It is with this Cartesian conception of mind that I want to take issue in this
essay.  Although of course cognitive scientists do not hold on to the more
spiritual views of Descartes, they do hold on to the view of studying
individuals as self-enclosed and self-sufficient entities, namely in the form
of information processing apparatuses whose reaction times are taken to reveal
the inner machinery.

My contention will be that only through continuous interaction with others
can there arise something worthy to be called mind. The initial condition
from which humans come into this world is one of helplessness, which is
slowly and gradually overcome through socialization. One becomes
attuned to dealing with others, being able to read fine shades of behavior.
This social nature of coping with the world is not something confined to
development which is later overcome. Anything an individual undertakes
or conceives of is bound up in the social practices like the fiber in the 
fabric.

My aim will be an epistemological one, not ontological. This is because
I want to focus on how the concept of mind should be formulated in scientific
theories, rather than to reflect on the ultimate metaphysical nature of mind.


I want to argue that the findings of shared intentionality call for a different
philosophy of mind. One that is not individualistic and recognizes how social
interactions are constitutive of the mind. The mind is not just what the brain
does, it is what emerges from being immersed in interactions with others.

Most contemporary philosophy of mind claims that brains cause or are minds.
This position is too narrow, because it only connects mind to the subpersonal
level. I will posit that the brain, as the subpersonal level, together with
the social environment, as the supra-personal level, jointly form mind. Mind
is thus derivative from culture and organism, rather than an independent
substance, place or realm.


\section{Tomasello: shared intentionality}

What makes humans unique among animals? Common answers include language,
reasoning or the pursuit of knowledge and art. %tool use
But upon reflection these phenomena are only displayed after humans acquire
these skills from their caretakers and other conspecifics. The more fundamental
ability underlying these phenomena is shared intentionality, according to
Tomasello (2005). Shared intentionality makes it possible to participate
in collaborative activities with shared goals and intentions.

DATA EXTRACT:
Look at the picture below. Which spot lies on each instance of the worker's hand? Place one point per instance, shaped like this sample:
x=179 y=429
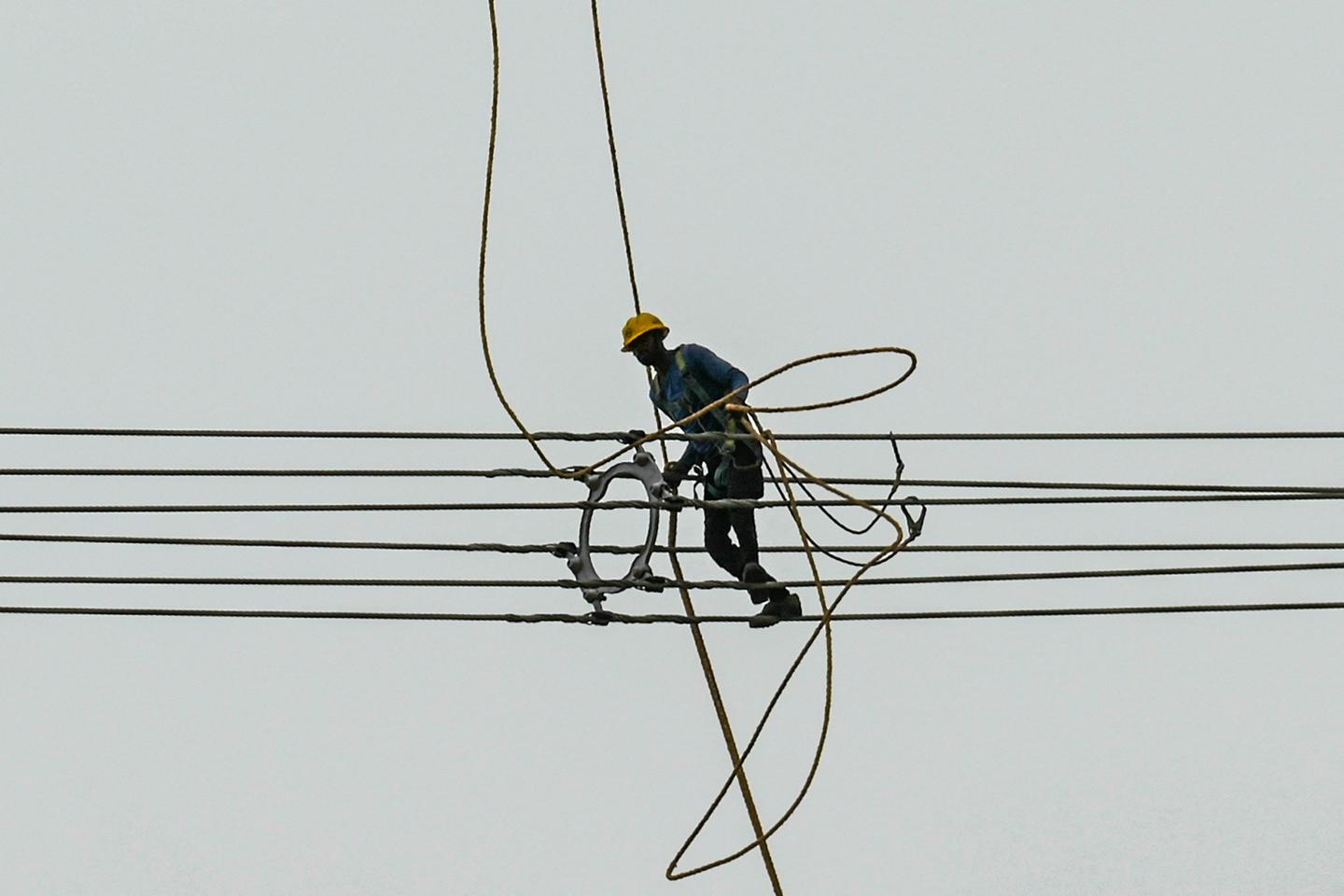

WORK INSTRUCTIONS:
For each statement below, answer yes or no according to the essay excerpt on mind, and quote the words from the excerpt that decide it.
1. The author's aim is ontological rather than epistemological.
2. Humans come into the world in a condition of helplessness.
3. Tomasello (2005) is credited with naming shared intentionality as the more fundamental ability.

FULL ANSWER:
1. No: "My aim will be an epistemological one, not ontological."
2. Yes: "The initial condition from which humans come into this world is one of helplessness"
3. Yes: "The more fundamental ability underlying these phenomena is shared intentionality, according to Tomasello (2005)."